Entries for labeling object positions:
--- Begin ---

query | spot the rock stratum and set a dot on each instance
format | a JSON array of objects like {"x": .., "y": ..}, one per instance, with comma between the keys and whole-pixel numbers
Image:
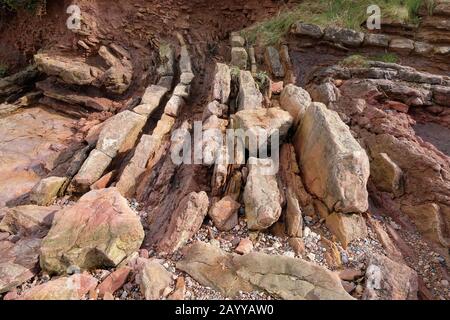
[{"x": 101, "y": 198}]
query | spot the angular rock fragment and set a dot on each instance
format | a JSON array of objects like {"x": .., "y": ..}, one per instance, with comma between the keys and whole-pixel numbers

--- End ---

**EXERCISE DETAILS:** Format all of the material above as a numbered list with one line per item, leaving out blank lines and the pictures.

**CORRECT ANSWER:**
1. query | spot the rock stratum and set a dot on each instance
2. format | a JSON array of objects like {"x": .., "y": ..}, one per instance, with comma between the keys and whole-pixel numbers
3. Image:
4. [{"x": 101, "y": 198}]
5. query | spot the angular rock fragment and set a dot on each instance
6. format | a JSON array of objects like {"x": .., "y": ..}, one per instance, with comma between the keys and whole-pixel numbers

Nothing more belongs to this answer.